- [PROBLEM TO SOLVE]
Pull out every line in the listing below that contains the string "white", and treat uppercase and lowercase as different.

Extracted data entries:
====

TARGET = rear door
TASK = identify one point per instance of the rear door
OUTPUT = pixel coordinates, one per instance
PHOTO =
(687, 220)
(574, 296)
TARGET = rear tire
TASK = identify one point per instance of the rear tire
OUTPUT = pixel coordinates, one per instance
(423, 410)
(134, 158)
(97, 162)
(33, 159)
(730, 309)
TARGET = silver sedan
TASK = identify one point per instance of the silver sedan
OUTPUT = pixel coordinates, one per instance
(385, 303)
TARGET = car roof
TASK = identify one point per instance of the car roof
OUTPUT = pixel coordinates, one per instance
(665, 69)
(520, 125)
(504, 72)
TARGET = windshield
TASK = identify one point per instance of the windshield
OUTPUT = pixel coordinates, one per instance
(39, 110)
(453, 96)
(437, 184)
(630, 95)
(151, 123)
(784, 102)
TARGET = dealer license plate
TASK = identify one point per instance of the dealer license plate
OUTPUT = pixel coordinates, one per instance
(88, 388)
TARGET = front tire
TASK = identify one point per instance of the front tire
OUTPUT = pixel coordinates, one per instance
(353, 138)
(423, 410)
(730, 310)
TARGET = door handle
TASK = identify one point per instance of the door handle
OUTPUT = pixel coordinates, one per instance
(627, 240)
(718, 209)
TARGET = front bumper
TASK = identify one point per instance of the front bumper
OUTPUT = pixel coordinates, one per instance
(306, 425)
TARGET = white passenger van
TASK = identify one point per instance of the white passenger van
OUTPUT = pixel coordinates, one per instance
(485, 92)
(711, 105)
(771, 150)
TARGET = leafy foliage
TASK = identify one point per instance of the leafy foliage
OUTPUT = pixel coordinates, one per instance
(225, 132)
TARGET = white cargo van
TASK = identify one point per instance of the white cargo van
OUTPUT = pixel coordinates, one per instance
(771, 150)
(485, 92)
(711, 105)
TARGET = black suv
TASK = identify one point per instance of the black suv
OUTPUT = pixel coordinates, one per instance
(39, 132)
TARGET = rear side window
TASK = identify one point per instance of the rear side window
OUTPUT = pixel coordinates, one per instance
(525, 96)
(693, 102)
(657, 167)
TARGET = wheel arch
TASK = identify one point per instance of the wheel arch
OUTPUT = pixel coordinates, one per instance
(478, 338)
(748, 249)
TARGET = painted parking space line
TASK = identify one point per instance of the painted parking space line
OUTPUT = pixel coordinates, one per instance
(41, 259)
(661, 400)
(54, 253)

====

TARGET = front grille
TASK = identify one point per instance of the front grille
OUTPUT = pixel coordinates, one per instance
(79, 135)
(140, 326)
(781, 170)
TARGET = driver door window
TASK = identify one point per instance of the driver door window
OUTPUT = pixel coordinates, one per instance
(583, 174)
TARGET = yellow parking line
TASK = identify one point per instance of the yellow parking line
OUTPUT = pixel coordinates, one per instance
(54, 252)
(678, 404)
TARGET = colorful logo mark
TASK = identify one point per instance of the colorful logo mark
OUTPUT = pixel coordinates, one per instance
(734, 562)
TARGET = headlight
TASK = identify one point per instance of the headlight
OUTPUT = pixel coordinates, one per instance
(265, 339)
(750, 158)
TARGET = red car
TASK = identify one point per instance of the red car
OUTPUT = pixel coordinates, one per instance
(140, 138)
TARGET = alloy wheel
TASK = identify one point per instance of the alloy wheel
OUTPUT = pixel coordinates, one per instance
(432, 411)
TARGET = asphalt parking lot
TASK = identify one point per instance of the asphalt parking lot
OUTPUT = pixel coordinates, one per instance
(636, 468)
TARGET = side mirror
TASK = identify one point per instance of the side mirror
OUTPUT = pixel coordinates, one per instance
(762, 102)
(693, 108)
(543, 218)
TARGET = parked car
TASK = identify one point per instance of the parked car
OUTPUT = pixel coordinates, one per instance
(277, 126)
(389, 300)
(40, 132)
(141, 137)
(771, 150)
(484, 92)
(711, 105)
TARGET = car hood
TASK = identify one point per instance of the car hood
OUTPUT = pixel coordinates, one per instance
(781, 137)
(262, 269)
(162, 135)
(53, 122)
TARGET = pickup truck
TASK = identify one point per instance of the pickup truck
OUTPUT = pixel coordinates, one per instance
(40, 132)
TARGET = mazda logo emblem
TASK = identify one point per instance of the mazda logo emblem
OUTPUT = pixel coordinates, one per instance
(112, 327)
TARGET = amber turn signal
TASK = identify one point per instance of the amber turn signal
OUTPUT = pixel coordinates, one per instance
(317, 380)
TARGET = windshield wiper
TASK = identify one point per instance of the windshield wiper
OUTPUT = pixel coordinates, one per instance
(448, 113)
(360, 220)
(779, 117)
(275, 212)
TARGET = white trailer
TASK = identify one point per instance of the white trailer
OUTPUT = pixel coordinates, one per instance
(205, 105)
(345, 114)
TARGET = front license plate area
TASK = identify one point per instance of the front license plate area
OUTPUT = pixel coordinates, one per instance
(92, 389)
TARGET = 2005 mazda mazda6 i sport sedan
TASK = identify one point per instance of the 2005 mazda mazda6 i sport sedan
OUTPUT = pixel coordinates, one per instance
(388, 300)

====

- [RESPONSE FOR THIS EXERCISE]
TARGET = white passenger van
TASK = identify one point per instance of the white passenger van
TARGET = white cargo van
TASK = identify one point per instance of the white cargo van
TARGET = white trailer
TASK = identify one point per instance of the white trailer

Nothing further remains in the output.